Extracted records:
━━━

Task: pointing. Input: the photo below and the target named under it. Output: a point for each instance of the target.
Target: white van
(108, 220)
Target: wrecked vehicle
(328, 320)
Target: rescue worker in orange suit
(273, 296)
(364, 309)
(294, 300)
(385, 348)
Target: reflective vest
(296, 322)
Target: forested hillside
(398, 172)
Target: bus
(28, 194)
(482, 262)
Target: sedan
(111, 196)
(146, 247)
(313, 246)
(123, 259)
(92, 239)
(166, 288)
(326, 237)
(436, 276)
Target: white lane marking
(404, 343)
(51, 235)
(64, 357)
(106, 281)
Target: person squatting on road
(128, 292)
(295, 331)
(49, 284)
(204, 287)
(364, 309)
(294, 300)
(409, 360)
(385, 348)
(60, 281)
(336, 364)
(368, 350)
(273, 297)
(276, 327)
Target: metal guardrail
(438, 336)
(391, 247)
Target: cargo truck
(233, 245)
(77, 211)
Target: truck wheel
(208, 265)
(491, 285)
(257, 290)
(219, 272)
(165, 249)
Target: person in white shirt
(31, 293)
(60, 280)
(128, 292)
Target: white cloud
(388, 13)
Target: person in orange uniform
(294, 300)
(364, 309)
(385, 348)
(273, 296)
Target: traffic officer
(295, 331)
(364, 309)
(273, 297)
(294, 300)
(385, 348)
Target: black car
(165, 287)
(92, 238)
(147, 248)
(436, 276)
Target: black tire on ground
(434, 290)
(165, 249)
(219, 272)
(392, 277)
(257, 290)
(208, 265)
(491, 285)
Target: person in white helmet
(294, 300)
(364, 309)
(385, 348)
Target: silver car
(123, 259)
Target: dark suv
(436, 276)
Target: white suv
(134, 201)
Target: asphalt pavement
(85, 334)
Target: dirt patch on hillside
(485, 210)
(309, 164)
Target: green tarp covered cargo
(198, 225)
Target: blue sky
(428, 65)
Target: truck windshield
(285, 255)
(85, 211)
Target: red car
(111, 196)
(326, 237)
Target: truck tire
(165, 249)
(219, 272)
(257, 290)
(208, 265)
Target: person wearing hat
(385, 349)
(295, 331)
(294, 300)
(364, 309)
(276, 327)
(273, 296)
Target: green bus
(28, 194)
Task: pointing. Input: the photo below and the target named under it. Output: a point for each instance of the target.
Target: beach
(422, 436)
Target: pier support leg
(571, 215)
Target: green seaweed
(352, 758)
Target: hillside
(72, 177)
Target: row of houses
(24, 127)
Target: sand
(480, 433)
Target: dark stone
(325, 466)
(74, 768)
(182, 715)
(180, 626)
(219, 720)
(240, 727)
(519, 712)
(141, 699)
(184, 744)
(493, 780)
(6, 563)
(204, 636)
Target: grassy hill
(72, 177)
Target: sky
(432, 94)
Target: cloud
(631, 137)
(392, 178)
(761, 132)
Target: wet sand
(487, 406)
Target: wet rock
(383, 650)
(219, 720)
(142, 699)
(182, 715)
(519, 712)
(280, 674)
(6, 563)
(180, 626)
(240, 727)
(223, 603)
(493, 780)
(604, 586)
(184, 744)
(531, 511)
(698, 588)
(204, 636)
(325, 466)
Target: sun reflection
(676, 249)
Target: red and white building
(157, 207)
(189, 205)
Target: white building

━━━

The entries above need to be transcribed with no differences at all.

SOLUTION TO THIS TASK:
Task: pointing. Input: the photo below and the target named under it. Output: a point for each instance of the target.
Target: white van
(108, 220)
Target: wrecked vehicle
(328, 320)
Target: rescue worker in orange suit
(273, 296)
(364, 309)
(294, 300)
(385, 348)
Target: reflective vest
(296, 322)
Target: forested hillside
(398, 172)
Target: bus
(28, 194)
(482, 262)
Target: sedan
(111, 196)
(146, 247)
(313, 246)
(123, 259)
(92, 239)
(166, 288)
(326, 237)
(436, 276)
Target: white lane marking
(404, 343)
(51, 235)
(64, 357)
(106, 281)
Target: person squatting on road
(128, 292)
(295, 331)
(49, 284)
(204, 287)
(364, 309)
(294, 300)
(409, 360)
(385, 348)
(60, 281)
(336, 364)
(368, 350)
(273, 297)
(276, 327)
Target: metal guardrail
(438, 336)
(391, 247)
Target: cargo truck
(233, 245)
(77, 211)
Target: truck wheel
(208, 265)
(491, 285)
(257, 290)
(219, 272)
(165, 249)
Target: person in white shirt
(31, 293)
(60, 280)
(128, 292)
Target: white cloud
(388, 13)
Target: person in orange uniform
(294, 300)
(364, 309)
(385, 348)
(273, 296)
Target: traffic officer
(295, 331)
(364, 309)
(273, 297)
(294, 300)
(385, 348)
Target: black car
(165, 287)
(92, 238)
(147, 248)
(436, 276)
Target: black tire on ground
(434, 290)
(165, 249)
(219, 272)
(392, 277)
(257, 290)
(208, 265)
(491, 285)
Target: person in white helmet
(294, 300)
(364, 309)
(385, 348)
Target: silver car
(123, 259)
Target: dark suv
(436, 276)
Target: white suv
(134, 201)
Target: asphalt pavement
(85, 334)
Target: dirt patch on hillside
(485, 210)
(309, 164)
Target: green tarp covered cargo
(198, 225)
Target: blue sky
(428, 65)
Target: truck windshield
(285, 255)
(85, 211)
Target: red car
(111, 196)
(326, 237)
Target: truck tire
(165, 249)
(219, 272)
(257, 290)
(208, 265)
Target: person wearing hat
(385, 349)
(295, 331)
(294, 300)
(364, 309)
(276, 327)
(273, 296)
Target: green bus
(28, 194)
Task: pointing. Input: the photo below and the target named under it. Output: a point for each instance of the target.
Target: beach
(422, 436)
Target: pier support leg
(571, 215)
Target: green seaweed
(352, 758)
Target: hillside
(72, 177)
Target: row of houses
(24, 127)
Target: sand
(480, 433)
Target: dark stone
(325, 466)
(74, 768)
(182, 715)
(180, 626)
(219, 720)
(240, 727)
(519, 712)
(141, 699)
(184, 744)
(493, 780)
(6, 563)
(204, 636)
Target: grassy hill
(72, 177)
Target: sky
(432, 94)
Target: cloud
(631, 137)
(392, 178)
(761, 132)
Target: wet sand
(487, 406)
Target: wet rock
(383, 650)
(219, 720)
(142, 699)
(182, 715)
(519, 712)
(280, 674)
(6, 563)
(180, 626)
(240, 727)
(223, 603)
(493, 780)
(604, 586)
(184, 744)
(531, 511)
(698, 588)
(204, 636)
(325, 466)
Target: sun reflection
(676, 249)
Target: red and white building
(157, 207)
(189, 205)
Target: white building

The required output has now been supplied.